* Короткое задание 1
В каком журнале вышла статья, если верить тексту страницы?
* Короткое задание 2
Процитируйте без изменений отрывок из текста страницы, который начинается словами «Автор: Гришин А.Е.» и заканчивается словами «XIII, 2007 года.».

* Текст страницы
Некоторые особенности погребальной практики андроноидного населения Барабы (могильник Тартас-1, группа б)
Автор: Гришин А.Е.
Журнал: Проблемы археологии, этнографии, антропологии Сибири и сопредельных территорий @paeas
Рубрика: Археология эпохи палеометалла и средневековья
Статья в выпуске: XIII, 2007 года.
Бесплатный доступ
Короткий адрес: https://sciup.org/14521329
IDR: 14521329
Текст статьи Некоторые особенности погребальной практики андроноидного населения Барабы (могильник Тартас-1, группа б)

* Исходные данные
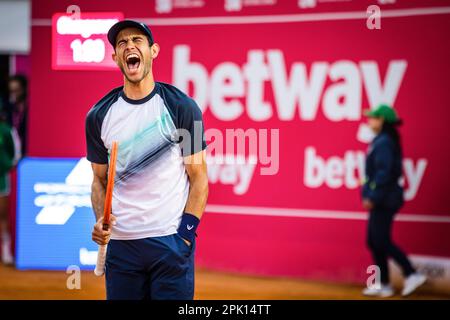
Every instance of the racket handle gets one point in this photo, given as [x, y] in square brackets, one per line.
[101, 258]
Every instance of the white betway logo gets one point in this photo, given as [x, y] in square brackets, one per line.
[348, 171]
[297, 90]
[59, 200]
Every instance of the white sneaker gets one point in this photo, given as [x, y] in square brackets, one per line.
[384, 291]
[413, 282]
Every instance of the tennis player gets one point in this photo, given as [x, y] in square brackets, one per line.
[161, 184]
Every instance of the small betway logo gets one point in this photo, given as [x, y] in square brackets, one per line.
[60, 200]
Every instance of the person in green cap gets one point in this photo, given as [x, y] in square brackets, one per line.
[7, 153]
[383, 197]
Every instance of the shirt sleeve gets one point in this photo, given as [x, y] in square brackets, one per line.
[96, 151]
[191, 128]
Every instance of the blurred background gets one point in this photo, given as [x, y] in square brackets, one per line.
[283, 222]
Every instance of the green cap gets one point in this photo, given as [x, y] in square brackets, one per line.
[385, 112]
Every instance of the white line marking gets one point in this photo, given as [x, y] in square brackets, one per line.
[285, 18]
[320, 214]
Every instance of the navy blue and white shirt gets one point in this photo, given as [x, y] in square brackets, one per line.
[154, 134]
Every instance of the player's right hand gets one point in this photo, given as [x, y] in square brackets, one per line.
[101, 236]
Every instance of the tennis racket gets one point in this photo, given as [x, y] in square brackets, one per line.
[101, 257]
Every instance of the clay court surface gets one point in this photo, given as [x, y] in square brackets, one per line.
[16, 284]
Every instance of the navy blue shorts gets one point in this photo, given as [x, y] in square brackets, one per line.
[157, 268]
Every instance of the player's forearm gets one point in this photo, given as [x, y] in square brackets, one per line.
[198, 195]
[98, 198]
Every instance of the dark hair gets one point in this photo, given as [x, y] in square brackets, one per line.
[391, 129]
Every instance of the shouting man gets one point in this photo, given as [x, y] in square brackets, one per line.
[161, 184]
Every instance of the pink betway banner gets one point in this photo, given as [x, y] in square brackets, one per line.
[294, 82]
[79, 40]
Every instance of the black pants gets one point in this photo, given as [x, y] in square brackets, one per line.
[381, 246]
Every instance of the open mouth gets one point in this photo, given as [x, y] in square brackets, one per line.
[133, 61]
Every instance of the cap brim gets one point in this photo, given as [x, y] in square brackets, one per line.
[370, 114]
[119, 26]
==
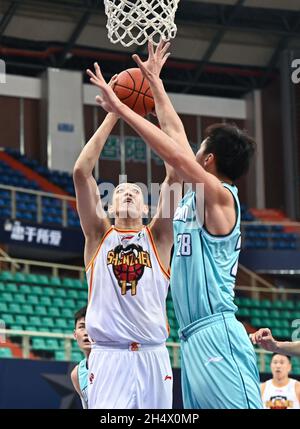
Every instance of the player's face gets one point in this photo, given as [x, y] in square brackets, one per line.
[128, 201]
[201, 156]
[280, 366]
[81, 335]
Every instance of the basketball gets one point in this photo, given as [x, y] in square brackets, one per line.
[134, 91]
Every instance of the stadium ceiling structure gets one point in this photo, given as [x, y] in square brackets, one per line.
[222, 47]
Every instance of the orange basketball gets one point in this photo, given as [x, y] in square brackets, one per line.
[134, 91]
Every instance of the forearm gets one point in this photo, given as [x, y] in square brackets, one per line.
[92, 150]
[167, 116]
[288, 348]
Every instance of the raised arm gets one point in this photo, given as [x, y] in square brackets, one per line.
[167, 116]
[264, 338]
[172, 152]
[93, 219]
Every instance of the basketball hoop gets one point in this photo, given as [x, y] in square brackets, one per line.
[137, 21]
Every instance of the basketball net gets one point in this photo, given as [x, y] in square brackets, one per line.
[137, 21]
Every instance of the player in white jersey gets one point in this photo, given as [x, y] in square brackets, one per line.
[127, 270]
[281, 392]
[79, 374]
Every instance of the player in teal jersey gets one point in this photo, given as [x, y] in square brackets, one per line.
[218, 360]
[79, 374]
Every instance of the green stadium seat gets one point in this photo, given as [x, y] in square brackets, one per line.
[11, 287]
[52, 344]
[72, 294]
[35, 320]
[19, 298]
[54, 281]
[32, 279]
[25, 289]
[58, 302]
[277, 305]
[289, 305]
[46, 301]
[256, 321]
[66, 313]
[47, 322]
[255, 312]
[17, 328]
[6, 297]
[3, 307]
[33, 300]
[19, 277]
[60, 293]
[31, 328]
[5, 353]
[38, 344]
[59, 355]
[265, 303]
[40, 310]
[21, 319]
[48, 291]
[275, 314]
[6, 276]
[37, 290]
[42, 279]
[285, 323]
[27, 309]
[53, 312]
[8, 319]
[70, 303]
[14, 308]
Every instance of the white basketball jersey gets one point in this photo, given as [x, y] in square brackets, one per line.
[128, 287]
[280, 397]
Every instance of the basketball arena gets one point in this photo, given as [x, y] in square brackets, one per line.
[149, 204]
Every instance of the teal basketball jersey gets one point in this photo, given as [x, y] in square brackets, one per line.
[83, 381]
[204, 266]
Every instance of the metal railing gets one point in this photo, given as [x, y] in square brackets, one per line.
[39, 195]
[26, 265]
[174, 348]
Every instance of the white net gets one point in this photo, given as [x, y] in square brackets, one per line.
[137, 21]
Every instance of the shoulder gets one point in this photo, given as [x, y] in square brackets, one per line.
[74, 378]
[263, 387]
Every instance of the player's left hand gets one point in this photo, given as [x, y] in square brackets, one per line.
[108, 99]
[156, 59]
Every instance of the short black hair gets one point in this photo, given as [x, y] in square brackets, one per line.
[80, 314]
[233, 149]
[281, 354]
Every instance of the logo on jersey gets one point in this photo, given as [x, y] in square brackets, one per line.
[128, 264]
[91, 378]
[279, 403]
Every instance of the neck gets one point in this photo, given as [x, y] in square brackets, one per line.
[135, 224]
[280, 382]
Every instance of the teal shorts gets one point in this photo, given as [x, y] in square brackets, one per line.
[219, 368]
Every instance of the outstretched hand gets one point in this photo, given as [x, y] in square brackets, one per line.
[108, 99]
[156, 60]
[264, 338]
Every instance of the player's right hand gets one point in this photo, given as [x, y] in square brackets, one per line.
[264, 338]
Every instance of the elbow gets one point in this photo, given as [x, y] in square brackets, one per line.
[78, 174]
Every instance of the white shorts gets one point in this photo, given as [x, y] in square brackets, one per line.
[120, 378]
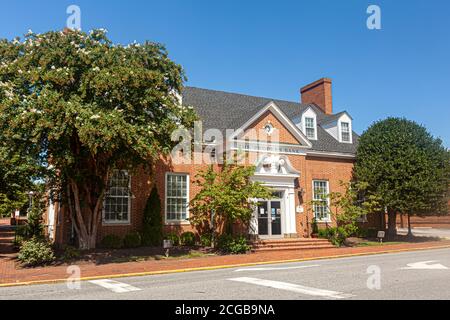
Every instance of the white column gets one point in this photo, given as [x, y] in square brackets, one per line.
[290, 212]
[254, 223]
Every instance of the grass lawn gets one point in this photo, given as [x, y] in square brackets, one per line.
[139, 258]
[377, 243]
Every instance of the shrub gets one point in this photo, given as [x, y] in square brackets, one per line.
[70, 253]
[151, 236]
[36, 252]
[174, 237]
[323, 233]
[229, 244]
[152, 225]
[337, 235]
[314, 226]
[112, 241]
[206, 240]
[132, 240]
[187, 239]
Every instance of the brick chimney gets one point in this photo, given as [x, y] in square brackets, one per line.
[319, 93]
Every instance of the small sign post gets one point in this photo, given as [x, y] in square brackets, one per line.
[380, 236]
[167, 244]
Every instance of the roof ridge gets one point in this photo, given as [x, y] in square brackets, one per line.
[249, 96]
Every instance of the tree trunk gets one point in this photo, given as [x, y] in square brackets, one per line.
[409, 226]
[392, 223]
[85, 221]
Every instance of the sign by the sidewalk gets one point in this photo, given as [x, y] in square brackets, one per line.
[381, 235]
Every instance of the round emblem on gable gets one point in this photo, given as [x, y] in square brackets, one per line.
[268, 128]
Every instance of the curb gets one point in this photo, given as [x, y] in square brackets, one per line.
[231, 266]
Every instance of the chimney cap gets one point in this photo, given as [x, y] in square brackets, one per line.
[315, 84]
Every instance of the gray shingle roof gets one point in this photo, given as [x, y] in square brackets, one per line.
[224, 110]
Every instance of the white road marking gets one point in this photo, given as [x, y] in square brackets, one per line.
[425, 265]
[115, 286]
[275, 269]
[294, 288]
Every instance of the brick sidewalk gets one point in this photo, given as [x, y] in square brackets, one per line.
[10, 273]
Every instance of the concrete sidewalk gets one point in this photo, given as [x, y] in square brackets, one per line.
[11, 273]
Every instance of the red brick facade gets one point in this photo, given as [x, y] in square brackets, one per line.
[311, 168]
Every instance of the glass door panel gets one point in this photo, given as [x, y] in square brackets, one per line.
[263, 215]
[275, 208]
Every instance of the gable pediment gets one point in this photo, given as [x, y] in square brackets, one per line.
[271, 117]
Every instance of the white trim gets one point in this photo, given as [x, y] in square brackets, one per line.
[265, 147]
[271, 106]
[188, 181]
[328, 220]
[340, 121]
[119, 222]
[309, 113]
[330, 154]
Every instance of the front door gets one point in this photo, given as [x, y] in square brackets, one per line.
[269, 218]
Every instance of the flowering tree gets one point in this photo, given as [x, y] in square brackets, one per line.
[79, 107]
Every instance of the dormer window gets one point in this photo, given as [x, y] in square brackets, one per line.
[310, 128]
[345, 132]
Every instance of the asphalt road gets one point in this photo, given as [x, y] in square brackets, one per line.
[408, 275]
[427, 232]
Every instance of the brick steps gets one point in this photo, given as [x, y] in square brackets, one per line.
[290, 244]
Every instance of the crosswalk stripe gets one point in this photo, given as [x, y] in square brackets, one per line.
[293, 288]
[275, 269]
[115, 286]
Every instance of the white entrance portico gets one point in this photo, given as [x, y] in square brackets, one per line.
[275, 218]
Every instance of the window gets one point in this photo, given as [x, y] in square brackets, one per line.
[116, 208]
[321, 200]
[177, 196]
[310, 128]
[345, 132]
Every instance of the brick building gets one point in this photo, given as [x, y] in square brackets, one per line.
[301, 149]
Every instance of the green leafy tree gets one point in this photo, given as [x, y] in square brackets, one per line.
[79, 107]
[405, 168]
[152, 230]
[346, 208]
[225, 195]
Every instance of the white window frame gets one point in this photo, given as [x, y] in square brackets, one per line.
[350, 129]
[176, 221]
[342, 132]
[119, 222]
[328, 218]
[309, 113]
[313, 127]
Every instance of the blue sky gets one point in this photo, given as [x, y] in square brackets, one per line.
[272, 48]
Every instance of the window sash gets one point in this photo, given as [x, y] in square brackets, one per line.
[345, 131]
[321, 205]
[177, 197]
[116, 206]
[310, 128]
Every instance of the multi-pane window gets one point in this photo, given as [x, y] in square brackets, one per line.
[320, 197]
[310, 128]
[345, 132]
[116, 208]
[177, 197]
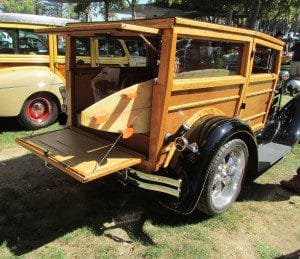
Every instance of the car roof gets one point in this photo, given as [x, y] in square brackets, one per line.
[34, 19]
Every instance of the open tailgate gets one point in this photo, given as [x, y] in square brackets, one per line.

* Полный ответ 1
В журнале «Проблемы археологии, этнографии, антропологии Сибири и сопредельных территорий».

* Полный ответ 2
Автор: Гришин А.Е.
Журнал: Проблемы археологии, этнографии, антропологии Сибири и сопредельных территорий @paeas
Рубрика: Археология эпохи палеометалла и средневековья
Статья в выпуске: XIII, 2007 года.